▶ Your instructions
Which lines below contain the word "white"? List each of them in full, matching case exactly.

▶ Dataset extract
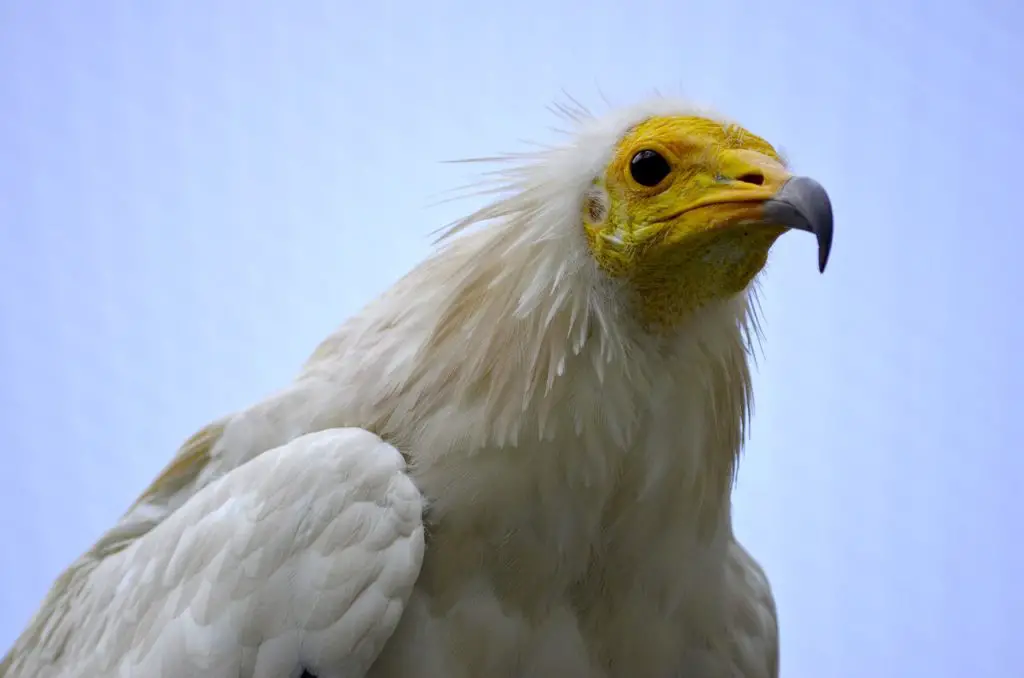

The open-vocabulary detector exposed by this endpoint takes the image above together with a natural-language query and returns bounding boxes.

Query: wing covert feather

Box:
[9,428,424,678]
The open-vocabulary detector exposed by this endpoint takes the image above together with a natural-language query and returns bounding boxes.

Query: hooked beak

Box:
[762,176,833,273]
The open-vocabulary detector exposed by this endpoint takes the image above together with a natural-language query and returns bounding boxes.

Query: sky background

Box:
[0,0,1024,678]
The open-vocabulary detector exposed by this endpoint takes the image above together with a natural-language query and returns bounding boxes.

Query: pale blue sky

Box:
[0,0,1024,678]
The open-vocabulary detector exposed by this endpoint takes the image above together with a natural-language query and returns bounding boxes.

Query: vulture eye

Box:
[630,149,672,186]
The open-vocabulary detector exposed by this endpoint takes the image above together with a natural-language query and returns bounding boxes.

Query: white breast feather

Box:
[0,99,778,678]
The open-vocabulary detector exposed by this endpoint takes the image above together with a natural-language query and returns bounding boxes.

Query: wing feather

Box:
[0,428,424,678]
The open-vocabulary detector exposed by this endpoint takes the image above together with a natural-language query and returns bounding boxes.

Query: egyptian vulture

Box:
[0,98,833,678]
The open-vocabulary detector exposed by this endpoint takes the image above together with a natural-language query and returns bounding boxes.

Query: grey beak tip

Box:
[765,176,833,273]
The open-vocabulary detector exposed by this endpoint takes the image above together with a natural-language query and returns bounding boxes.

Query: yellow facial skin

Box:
[583,117,791,328]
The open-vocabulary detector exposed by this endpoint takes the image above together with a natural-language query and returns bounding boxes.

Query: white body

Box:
[0,99,778,678]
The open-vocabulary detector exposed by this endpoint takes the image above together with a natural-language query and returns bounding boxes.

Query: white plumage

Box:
[0,99,827,678]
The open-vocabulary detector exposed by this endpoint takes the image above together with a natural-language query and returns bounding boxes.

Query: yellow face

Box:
[583,117,790,327]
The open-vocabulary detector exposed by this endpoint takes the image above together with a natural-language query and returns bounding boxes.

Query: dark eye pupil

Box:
[630,149,672,186]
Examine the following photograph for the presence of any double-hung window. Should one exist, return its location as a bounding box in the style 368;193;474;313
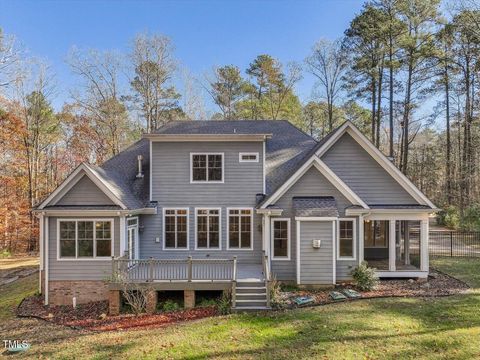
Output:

▶ Written response
Query: white breast feather
Query: white body
Query: white plumage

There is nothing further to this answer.